ARIANO IRPINO-AGRISCHOOL

ARIANO IRPINO-AGRISCHOOL

 

International competition.

delivered

Program: Agriculture, tourism and cooking school.

Total floor area: 5000 sqm.

Budget: € 11,4 M.

Client: Municipality.

Location: Ariano Irpino, Italy.

Design: 2017

The project proposal starts from an accurate site analysis, paying attention to the local topographic condition. The school program is assembled concentrating all public and collective activities on the lower levels, shaping a staple of public squares that connects 24/7 the lower street to the upper square. The social inclusion of the community in the educational program wills to reinforce the entrepreneurial vocation of the school, transforming all pedagogic programs into tourism and commercial opportunities to activate the local economy, while maximizing the social value of the building and the fluid system of public spaces.

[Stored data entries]
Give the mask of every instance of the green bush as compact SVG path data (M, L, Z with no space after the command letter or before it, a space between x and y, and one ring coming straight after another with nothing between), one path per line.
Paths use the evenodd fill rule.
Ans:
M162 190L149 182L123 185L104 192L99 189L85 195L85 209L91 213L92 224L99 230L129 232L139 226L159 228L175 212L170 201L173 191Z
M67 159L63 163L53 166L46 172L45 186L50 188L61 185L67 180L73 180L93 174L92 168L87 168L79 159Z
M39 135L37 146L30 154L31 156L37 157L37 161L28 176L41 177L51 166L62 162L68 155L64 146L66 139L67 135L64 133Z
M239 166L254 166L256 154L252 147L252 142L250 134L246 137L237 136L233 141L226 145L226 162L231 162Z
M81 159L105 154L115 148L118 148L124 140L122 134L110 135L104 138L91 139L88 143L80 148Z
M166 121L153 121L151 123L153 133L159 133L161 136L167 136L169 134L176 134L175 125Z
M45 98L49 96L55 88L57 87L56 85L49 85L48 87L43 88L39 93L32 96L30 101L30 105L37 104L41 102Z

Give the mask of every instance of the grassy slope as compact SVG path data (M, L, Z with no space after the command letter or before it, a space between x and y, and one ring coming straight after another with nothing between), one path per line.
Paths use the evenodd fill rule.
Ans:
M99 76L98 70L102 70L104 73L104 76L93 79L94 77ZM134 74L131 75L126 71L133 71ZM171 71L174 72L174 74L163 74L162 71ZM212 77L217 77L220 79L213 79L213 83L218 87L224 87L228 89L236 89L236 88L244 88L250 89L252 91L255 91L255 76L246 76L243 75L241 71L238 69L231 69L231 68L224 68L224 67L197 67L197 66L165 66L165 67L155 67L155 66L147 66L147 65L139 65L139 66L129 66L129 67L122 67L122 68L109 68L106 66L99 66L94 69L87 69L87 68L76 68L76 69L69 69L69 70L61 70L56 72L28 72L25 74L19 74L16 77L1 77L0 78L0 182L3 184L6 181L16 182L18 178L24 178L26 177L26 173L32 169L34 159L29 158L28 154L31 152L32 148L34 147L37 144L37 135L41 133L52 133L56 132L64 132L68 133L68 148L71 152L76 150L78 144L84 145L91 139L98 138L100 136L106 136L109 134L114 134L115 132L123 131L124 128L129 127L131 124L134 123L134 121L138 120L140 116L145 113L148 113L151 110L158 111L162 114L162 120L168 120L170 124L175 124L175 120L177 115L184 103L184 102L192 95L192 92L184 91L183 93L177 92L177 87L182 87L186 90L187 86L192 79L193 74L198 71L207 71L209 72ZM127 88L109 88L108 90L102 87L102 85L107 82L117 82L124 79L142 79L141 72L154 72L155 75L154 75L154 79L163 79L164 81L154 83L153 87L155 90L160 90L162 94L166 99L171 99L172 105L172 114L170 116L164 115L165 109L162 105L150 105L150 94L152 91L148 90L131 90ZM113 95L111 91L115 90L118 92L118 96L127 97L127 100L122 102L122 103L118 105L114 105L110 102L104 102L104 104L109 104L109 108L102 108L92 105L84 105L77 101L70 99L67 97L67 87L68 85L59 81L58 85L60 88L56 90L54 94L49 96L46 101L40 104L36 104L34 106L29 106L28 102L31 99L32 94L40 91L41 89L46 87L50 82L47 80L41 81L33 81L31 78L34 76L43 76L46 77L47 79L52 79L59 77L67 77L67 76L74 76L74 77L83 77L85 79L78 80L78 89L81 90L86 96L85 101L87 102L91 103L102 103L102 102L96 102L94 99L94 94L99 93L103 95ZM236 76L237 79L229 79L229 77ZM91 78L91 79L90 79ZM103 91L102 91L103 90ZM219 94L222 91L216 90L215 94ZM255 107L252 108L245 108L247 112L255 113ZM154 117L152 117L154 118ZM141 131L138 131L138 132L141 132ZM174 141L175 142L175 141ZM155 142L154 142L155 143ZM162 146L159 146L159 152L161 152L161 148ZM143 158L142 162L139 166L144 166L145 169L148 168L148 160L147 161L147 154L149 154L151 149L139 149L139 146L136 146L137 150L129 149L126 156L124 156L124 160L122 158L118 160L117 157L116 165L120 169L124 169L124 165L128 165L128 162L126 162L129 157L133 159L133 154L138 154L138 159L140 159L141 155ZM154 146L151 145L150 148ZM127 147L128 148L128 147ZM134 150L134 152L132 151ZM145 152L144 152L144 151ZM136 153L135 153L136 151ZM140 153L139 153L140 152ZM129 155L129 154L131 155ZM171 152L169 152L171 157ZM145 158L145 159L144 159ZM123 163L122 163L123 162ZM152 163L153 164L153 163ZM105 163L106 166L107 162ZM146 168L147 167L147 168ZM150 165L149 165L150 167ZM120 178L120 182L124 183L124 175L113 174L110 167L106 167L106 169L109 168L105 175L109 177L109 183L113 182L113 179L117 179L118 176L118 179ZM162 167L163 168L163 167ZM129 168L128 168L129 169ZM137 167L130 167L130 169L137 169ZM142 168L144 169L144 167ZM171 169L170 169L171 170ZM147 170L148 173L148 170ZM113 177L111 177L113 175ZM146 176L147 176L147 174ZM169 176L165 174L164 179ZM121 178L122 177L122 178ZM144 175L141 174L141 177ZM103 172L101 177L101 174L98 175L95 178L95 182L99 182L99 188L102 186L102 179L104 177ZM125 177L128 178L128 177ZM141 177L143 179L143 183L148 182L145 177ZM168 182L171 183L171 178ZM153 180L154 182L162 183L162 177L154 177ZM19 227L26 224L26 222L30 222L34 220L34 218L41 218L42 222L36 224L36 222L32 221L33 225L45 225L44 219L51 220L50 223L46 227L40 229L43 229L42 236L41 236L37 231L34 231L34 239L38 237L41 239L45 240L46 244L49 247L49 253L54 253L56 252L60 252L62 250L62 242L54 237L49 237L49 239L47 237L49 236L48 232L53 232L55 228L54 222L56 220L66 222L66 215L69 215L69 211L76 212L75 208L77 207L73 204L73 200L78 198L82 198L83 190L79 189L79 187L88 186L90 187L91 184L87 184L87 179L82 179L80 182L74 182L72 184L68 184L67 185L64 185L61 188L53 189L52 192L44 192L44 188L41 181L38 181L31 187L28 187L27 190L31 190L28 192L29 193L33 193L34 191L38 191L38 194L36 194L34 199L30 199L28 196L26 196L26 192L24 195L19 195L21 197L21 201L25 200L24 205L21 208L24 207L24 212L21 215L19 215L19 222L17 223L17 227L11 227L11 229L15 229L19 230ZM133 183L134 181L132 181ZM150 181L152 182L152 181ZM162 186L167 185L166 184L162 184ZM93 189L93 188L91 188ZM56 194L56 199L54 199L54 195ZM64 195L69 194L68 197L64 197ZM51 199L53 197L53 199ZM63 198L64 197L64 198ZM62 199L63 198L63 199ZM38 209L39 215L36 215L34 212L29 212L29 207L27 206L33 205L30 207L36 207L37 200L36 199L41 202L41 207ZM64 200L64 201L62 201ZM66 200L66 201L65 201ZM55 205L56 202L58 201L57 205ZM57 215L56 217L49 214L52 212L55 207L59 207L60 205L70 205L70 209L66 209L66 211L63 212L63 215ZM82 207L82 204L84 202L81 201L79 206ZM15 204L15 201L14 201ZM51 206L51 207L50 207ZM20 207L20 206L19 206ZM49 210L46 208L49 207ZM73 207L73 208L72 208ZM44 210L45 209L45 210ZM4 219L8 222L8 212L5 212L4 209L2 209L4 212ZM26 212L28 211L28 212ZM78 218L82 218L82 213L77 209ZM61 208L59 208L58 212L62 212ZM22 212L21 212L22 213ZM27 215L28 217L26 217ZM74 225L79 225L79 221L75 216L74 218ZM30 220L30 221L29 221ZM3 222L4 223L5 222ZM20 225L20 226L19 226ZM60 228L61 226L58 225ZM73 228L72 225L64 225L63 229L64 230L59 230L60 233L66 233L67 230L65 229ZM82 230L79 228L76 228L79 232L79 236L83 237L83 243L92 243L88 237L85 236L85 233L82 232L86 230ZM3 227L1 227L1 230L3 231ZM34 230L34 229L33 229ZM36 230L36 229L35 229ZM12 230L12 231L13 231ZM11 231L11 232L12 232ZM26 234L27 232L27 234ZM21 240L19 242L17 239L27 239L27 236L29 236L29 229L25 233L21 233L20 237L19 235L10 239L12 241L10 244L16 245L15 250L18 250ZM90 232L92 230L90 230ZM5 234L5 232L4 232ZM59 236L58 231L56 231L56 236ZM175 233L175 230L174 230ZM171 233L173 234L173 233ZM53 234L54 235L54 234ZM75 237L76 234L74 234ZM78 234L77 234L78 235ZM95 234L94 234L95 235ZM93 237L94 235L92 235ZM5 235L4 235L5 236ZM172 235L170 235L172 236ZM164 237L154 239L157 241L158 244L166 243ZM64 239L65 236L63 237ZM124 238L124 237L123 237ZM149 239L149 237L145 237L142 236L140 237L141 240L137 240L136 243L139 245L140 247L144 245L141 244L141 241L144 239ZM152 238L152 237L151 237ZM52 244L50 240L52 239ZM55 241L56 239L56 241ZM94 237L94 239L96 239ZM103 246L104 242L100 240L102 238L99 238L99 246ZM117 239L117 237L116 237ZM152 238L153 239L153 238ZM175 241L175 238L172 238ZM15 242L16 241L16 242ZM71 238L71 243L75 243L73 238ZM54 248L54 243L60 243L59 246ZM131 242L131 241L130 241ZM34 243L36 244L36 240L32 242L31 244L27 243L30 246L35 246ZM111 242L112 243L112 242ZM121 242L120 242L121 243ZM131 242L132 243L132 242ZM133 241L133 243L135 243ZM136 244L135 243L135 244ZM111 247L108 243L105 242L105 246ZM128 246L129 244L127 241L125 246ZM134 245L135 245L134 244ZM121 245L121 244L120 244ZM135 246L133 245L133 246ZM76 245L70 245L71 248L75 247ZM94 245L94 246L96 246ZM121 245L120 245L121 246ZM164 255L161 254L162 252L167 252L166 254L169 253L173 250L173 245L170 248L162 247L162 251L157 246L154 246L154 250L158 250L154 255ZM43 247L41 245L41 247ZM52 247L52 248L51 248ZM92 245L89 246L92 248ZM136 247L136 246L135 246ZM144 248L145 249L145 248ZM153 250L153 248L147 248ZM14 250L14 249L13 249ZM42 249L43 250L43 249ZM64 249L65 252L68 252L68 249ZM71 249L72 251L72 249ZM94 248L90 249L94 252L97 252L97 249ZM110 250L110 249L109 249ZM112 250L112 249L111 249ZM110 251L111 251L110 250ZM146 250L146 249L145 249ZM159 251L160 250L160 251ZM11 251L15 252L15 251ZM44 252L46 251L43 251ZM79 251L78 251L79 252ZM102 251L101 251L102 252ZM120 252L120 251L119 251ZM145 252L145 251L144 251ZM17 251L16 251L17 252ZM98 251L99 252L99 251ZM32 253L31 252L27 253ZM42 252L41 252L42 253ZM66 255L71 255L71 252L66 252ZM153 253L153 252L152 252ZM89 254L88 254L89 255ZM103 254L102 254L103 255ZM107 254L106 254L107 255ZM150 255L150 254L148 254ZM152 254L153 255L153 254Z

WORK REQUEST 1:
According to the Ariano Irpino agrischool project description, on which levels are all public and collective activities concentrated?
WORK REQUEST 2:
Write what comes next in the Ariano Irpino agrischool project description, starting after its final sentence.
These records were taken from a separate source.

EXPECTED ANSWER 1:
On the lower levels.

EXPECTED ANSWER 2:
HELSINKI – AVIAPOLIS BLOCKS

Program: Housing + Mixed use

Total surface: 150 Ha

Budjet: NA

Client: Municipality of Vantaa

Location: Vantaa, Finland

Design: 2017

Team: Nauta architecture & research, DMP Architetti

 

The nature of world airport cities changes very much from place to place. Their relationship with the airport, their economy and demography, depend a lot on the volume of flights and international connections. Helsiki airport is in a middle position if compared with international examples. This means that Aviapolis ambition will very much be based not only on the international market but most of all on the local one and on the living and working ambitions of its inhabitants. We believe that Aviapolis should primarily be planned as a self sustainable micro-city; It should provide services and commodities for its own inhabitants, promote sustainable mobility by reducing the need of the car, therefore offering as many functions as possible. Yet, it should be resilient enough to absorb possible future flows of visitors, as the market will evolve in time. We imagine a domestic city with a strong sense of identity, projected towards futuristic scenarios of healthy sustainable living.

 

The project defines a very clear and pragmatic urban structure, focusing on the recognizability of the urban fabric. The current urban plan defines three major areas, constituted by mixed use program, services and residential. The masterplan starts from accepting this pragmatic distribution as a base to hybridize the three clusters and make them depend from each other. An healthy city provides easy access to services and commodities to everybody, reducing excessive commuting and boring monofunctionality.

 

  • EAST HOUSING DISTRICT

This district is characterized by a clear barcode structure that creates an enfilade of courtyards from south to north, crossed by small cozy residential alleys.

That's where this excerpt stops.